RECORDS:
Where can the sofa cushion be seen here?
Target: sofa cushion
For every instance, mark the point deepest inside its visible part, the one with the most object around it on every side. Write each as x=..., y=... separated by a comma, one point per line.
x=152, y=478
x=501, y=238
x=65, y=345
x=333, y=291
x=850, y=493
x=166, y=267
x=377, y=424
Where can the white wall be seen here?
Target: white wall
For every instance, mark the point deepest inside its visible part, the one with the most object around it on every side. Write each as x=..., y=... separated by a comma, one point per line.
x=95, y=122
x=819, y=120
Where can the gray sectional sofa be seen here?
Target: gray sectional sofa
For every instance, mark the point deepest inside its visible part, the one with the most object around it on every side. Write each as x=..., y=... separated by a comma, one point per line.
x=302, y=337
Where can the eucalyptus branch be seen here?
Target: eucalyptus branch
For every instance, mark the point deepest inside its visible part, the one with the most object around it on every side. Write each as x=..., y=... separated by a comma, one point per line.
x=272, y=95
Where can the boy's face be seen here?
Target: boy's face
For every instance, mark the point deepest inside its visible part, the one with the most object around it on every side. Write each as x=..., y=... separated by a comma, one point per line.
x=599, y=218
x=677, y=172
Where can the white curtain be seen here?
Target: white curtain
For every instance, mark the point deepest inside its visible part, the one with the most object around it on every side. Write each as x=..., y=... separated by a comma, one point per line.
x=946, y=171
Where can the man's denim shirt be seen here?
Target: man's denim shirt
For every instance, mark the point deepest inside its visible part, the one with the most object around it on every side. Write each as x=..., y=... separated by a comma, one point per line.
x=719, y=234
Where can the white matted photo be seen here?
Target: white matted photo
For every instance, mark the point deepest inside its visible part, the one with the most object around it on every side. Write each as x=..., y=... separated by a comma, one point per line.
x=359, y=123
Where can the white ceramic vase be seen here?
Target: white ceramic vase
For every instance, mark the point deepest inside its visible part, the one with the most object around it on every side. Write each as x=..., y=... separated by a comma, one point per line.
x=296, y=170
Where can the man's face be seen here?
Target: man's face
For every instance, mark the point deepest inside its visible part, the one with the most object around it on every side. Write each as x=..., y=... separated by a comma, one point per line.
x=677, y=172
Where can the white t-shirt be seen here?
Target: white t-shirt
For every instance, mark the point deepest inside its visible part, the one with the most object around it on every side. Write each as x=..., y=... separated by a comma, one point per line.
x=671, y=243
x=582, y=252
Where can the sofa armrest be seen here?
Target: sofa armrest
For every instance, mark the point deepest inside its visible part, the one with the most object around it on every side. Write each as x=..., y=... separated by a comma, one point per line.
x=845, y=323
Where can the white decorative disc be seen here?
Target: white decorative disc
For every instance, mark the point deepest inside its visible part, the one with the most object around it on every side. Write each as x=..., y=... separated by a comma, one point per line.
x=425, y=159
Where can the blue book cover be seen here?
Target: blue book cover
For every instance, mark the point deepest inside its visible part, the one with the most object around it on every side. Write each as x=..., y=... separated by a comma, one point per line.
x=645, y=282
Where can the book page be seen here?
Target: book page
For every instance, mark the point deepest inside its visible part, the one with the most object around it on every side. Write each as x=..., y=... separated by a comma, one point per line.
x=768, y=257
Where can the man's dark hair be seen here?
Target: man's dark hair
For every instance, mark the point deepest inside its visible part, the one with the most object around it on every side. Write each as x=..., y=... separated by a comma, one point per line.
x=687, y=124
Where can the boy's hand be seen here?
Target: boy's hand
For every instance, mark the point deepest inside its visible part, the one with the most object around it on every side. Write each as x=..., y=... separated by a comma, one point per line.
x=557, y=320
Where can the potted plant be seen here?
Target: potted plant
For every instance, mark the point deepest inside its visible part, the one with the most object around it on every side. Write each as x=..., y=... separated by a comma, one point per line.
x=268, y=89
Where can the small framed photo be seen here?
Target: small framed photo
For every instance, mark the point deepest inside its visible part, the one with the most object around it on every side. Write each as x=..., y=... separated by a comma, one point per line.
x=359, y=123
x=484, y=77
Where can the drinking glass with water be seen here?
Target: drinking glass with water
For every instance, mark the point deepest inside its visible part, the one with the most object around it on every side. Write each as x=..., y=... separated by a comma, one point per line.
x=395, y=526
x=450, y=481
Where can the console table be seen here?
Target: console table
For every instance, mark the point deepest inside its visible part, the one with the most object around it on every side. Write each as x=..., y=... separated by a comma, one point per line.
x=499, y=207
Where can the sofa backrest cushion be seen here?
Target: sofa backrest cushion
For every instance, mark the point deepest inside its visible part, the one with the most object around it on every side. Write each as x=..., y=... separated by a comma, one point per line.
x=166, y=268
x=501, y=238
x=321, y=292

BRIEF:
Rescale the items from the line with "Where can the white wall be seen here?" up to and including the line with "x=719, y=234", reproducing every line, requests included, and multiplying each coordinate in the answers by 1.2, rounded to whole numbers with halves going up. Return only those lines.

SOLUTION TO THE PROBLEM:
Where can the white wall be seen here?
Target: white wall
For every instance, mark the point deepest inside its visible part, the one with the most object around it on every side. Write each as x=..., y=... separated by a comma, one point per line.
x=114, y=146
x=983, y=144
Where can the gray sectional sofa be seen here?
Target: gray sectional sofa
For every instance, mark the point deepest inside its visible part, the one with the most object around it on every side. Write each as x=..., y=... separated by a comma, one point per line.
x=362, y=404
Where can the eucalyptus branch be seen here?
Target: eucalyptus branch
For every instance, mark the point deepest inside its visible part, the one with the most object around it on every side. Write each as x=..., y=... separated by a comma, one point per line.
x=326, y=114
Where can the boy's face be seen here?
Target: boy's face
For every instance, mark the point deepest inside its visible part, the one with the most object around it on every side. Write each as x=..., y=... separated by a comma, one point per line.
x=719, y=262
x=812, y=206
Where can the white curtain be seen here?
Target: white curtain
For every instance, mark the point deepest inside its visible part, the one with the most object around it on every side. Write each as x=..., y=... separated by a comma, one point per line.
x=1135, y=205
Where can the man's denim shirt be seen here?
Target: man's denim shirt
For every instance, mark the point deepest inside its visible part, the one with the most object around it on every side. Write each as x=..., y=... separated by a comma, one point per line.
x=863, y=281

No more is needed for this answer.